=== EXERCISE SET ===
**A)** In the streptomycin text, where did the private dinner ten days before Christmas in 1950 take place?
**B)** Please explain, using the streptomycin text, why the Watson brothers argued that Schatz's scientific contribution could be considered minor.
**C)** Return the streptomycin text from "W: So, Dr. Beaudette" to "you gave Al?".

=== TEXT BLOCK ===
────────────────

That depended on the student Jones had replied. “Those who had a head to think with and whom Dr. Waksman recognized as being capable were not very closely supervised; the student with ability did independent work. When I began there [with Dr. Beaudette], for instance, I hardly saw Dr. Waksman. Not to say that I had ability, or that I thought I had.”

The conversation continued, she recalled, with Watson asking whether it was a long-term project and her replying, “I would say all students were working on a long-term project. Everyone knew, however, that the antibiotics were the center of interest.”

WATSON: So you were hired to work on a specific problem?

JONES: Yes, but the details were not laid out in any strict order. [Jones noted to Schatz, “He was trying to get me to say I was a technician doing
only
things I was told to do.”]

W: Did you report your results to Waksman?

J: At intervals, not from day to day, especially at first, since as
I told you he wasn't there for a while.

W: How long was he away?

J: I don't remember exactly.

W: A week? 4 or 5 months? Can you judge?

J: I suppose a month, I think August. [She noted to Schatz, “He must have known the answer already anyhow.”]

W: Whose idea was it to streak chickens' throats?

J: I believe—though I'm not positive—it came from Dr. Beaudette.

W: So, Dr. Beaudette directed you to streak them?

J: I can't remember. Possibly it came as an outgrowth of a conversation between both of us concerning the problem.

W: Whose chickens were they?

J: I certainly don't remember. They were perfectly normal chickens.

EPSTEIN: Were there actinomycetes on the plate [petri dish] you gave Al?

J: Yes, there must have been several. There was a mixture of organisms.

W: Who told you to give Al the plates?

J: I believe Al asked me for discarded plates.

W: Did Al ever discuss streptomycin with you?

J: Several times. I can't remember details offhand. I'd have to think longer.

W: Did he ever tell you Waksman threatened him?

J: He may have, I can't remember offhand. Too many years have elapsed and I'd have to sit down and reconstruct too many details to tell you now. [She noted to Schatz, “I didn't want to give any information.”]

“Al, I'm sorry I let them come ...” she wrote to Schatz. “I tried to be as vague as possible in certain places and yet stick to the facts. I just hope I didn't say anything to hurt your case. I saw through this intent from the very minute Watson opened his mouth.”

She need not have worried. The Rutgers Board of Trustees was already coming to the conclusion, not lightly taken, that further public exposure of Dr. Waksman's Department of Soil Microbiology was not in the interests of the university.

18 • The Settlement

TEN DAYS BEFORE CHRISTMAS IN 1950,
the president of Rutgers; the college trustees; the Rutgers Foundation lawyers, Russell and Dudley Watson; Dr. Waksman; and the chief legal counsel of Merck & Co. met for a private dinner at the University Club, on West Fifty-fourth Street in Manhattan. Outside, New Yorkers were in a joyous mood, shopping on Fifth Avenue and singing carols under the Christmas tree in nearby Rockefeller Plaza and heading to the theater to see
Guys and Dolls
, which had just opened on Broadway. The diners at the University Club were in a gloomy mood, however. They had met to consider how to settle Schatz's lawsuit.

At the start of the dinner, the Watson brothers conceded that, legally, streptomycin had indeed been discovered through the joint labors of Schatz and Waksman. Schatz had isolated the two strains of
A. griseus
, and he was named on the patent as a coinventor. Scientifically, however, his contribution could be considered minor, they argued, as Schatz had always been under the direction and
close scrutiny
of Dr. Waksman. Schatz had been, as Waksman had said, a “mere pair of hands.”

────────────────

=== EXTRACTED INFORMATION ===

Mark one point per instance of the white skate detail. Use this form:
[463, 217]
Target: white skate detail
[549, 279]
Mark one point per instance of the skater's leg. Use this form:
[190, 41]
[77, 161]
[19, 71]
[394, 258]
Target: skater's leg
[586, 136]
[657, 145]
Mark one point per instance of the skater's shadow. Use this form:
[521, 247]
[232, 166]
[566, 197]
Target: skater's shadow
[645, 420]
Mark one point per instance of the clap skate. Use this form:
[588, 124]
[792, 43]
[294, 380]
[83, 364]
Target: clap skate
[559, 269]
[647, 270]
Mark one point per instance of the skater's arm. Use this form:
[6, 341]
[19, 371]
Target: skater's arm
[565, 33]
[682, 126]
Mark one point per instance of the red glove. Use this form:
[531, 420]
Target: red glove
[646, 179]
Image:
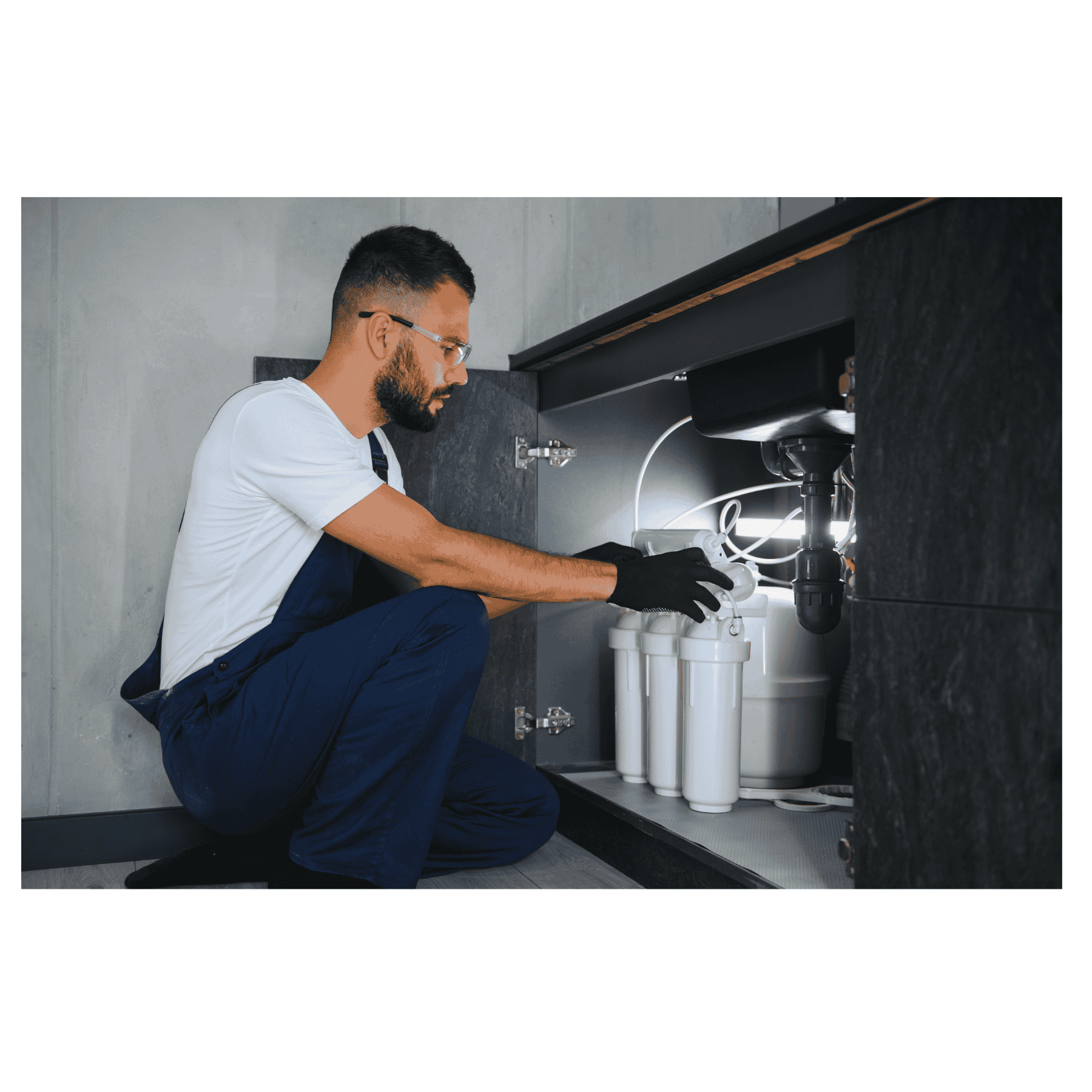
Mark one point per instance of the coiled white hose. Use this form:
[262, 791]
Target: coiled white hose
[644, 467]
[729, 496]
[742, 551]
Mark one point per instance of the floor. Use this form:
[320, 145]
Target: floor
[786, 849]
[558, 864]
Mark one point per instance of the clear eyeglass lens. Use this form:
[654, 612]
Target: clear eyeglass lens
[453, 354]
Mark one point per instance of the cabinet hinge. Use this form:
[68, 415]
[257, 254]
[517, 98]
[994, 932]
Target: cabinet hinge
[555, 721]
[848, 386]
[556, 451]
[846, 848]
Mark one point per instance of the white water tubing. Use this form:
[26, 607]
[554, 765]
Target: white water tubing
[729, 496]
[644, 465]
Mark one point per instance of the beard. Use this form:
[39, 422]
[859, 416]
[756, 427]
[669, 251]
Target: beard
[402, 391]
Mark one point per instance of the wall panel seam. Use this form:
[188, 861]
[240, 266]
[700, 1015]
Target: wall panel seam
[960, 605]
[54, 567]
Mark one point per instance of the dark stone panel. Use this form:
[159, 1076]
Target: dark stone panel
[464, 473]
[282, 367]
[957, 747]
[959, 405]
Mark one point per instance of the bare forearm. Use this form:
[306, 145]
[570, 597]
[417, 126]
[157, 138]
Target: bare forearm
[399, 532]
[502, 569]
[495, 607]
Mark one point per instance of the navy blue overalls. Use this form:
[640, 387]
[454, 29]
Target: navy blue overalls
[354, 719]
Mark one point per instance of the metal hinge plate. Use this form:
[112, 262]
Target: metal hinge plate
[846, 848]
[556, 451]
[848, 386]
[555, 721]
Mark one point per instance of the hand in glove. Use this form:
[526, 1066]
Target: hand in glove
[669, 581]
[612, 553]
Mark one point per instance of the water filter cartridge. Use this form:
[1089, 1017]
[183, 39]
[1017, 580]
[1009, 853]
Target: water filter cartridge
[664, 686]
[630, 734]
[712, 653]
[650, 542]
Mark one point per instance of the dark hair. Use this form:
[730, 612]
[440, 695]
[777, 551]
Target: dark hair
[400, 258]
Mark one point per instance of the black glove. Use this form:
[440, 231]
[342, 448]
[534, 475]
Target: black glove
[612, 553]
[669, 581]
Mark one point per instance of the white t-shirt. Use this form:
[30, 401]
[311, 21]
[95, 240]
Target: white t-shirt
[275, 467]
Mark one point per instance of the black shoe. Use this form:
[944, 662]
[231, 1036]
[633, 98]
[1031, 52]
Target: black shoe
[288, 874]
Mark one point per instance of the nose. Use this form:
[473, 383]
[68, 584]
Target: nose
[458, 375]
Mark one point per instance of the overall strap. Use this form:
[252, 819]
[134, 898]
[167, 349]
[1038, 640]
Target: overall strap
[378, 459]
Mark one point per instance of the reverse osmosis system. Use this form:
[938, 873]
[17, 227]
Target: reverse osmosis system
[734, 706]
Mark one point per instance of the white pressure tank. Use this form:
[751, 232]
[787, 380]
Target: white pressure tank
[664, 693]
[786, 687]
[712, 653]
[630, 732]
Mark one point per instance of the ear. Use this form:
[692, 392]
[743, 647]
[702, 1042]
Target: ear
[378, 334]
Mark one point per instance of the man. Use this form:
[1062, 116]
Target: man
[292, 700]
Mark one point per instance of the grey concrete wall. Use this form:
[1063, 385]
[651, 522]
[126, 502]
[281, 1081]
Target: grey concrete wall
[141, 318]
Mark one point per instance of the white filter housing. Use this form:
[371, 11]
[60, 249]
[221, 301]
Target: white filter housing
[664, 690]
[713, 653]
[650, 542]
[630, 731]
[786, 687]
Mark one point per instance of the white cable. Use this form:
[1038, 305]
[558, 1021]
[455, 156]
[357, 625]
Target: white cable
[743, 551]
[726, 528]
[640, 476]
[727, 496]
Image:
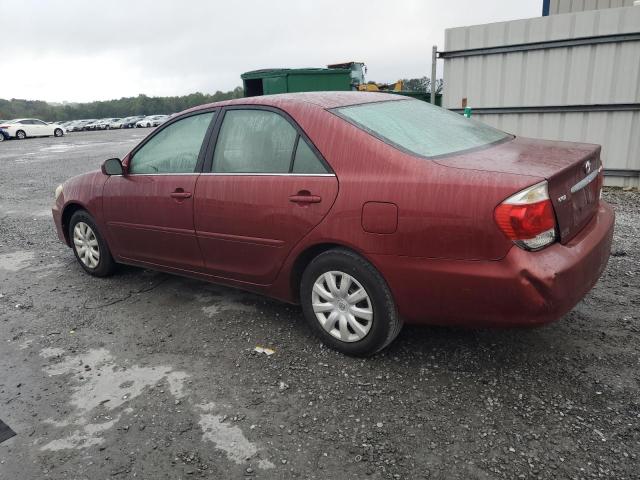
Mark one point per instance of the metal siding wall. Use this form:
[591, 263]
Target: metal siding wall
[572, 6]
[581, 75]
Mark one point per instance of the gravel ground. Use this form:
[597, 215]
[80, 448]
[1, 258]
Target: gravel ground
[148, 375]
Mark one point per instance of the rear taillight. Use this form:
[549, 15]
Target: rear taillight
[527, 218]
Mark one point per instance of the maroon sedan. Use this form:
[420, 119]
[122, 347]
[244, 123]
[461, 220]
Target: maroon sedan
[368, 209]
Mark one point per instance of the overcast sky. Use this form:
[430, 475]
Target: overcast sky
[78, 50]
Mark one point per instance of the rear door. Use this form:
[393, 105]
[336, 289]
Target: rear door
[268, 186]
[149, 210]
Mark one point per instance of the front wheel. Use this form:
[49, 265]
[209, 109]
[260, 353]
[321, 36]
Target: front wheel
[348, 304]
[89, 247]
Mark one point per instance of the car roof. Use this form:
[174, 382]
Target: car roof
[325, 100]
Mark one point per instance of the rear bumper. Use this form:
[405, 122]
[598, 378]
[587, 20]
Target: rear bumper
[522, 289]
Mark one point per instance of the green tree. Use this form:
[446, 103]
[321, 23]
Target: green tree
[123, 107]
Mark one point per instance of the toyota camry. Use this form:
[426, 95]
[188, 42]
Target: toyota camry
[370, 210]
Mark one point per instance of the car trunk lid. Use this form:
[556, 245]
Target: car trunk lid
[572, 171]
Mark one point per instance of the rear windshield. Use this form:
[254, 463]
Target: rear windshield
[421, 128]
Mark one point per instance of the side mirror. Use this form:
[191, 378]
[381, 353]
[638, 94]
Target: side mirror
[113, 166]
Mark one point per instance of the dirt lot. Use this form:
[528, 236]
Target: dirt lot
[147, 375]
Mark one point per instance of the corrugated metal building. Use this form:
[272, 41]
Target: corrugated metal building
[554, 7]
[573, 76]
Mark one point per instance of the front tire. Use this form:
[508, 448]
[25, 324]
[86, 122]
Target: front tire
[348, 304]
[89, 247]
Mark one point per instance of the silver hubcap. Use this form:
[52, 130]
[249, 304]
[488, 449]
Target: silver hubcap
[342, 306]
[86, 245]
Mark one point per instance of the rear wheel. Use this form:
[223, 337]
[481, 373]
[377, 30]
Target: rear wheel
[89, 246]
[348, 304]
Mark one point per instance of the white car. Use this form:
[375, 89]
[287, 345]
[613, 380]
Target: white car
[22, 128]
[150, 121]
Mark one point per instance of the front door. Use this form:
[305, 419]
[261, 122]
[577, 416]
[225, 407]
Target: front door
[268, 187]
[149, 210]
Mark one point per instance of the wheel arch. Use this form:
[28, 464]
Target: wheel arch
[305, 257]
[67, 213]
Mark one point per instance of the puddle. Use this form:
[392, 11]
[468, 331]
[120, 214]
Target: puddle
[98, 383]
[101, 389]
[228, 438]
[16, 261]
[227, 302]
[57, 148]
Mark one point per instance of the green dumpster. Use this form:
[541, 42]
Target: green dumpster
[286, 80]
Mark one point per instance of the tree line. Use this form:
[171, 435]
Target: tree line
[123, 107]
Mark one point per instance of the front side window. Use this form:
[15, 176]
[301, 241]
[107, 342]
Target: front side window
[174, 149]
[421, 128]
[254, 141]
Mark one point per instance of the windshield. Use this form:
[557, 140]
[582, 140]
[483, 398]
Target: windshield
[420, 128]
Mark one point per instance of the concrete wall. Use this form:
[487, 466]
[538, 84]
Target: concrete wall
[588, 92]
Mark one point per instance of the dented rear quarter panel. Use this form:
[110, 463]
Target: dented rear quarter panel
[443, 212]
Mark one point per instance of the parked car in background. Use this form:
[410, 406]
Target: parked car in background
[160, 119]
[96, 124]
[128, 122]
[438, 219]
[105, 123]
[150, 121]
[79, 125]
[31, 127]
[131, 121]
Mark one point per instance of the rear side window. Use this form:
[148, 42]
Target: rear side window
[254, 141]
[306, 161]
[421, 128]
[174, 149]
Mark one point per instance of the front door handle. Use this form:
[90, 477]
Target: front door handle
[304, 197]
[179, 193]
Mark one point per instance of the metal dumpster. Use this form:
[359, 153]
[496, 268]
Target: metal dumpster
[285, 80]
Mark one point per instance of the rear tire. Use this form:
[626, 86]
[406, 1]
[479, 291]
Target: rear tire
[348, 304]
[89, 247]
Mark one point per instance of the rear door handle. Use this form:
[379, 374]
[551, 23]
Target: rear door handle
[180, 194]
[305, 198]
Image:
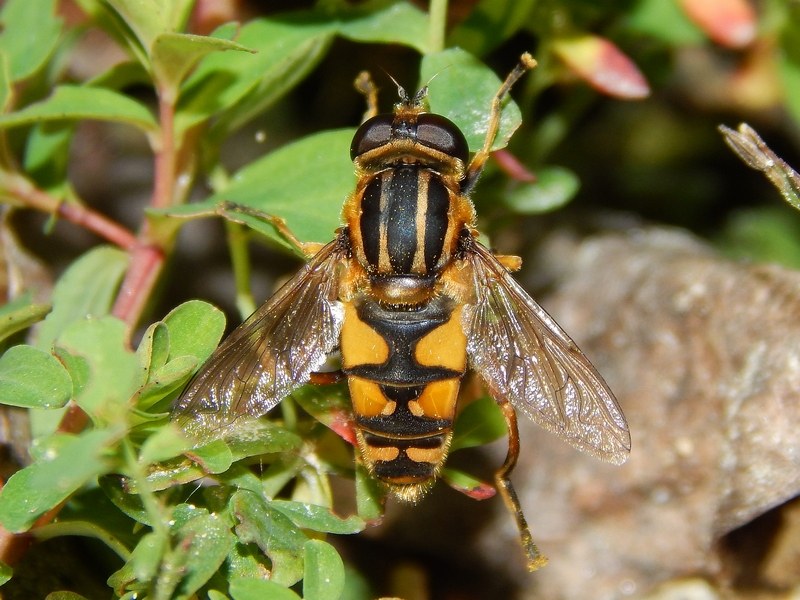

────────────────

=== RESPONSES ===
**A)** At the University Club, on West Fifty-fourth Street in Manhattan.

**B)** They argued that Schatz had always been under the direction and close scrutiny of Dr. Waksman. In their view, he had been, as Waksman had said, a "mere pair of hands."

**C)**
W: So, Dr. Beaudette directed you to streak them?

J: I can't remember. Possibly it came as an outgrowth of a conversation between both of us concerning the problem.

W: Whose chickens were they?

J: I certainly don't remember. They were perfectly normal chickens.

EPSTEIN: Were there actinomycetes on the plate [petri dish] you gave Al?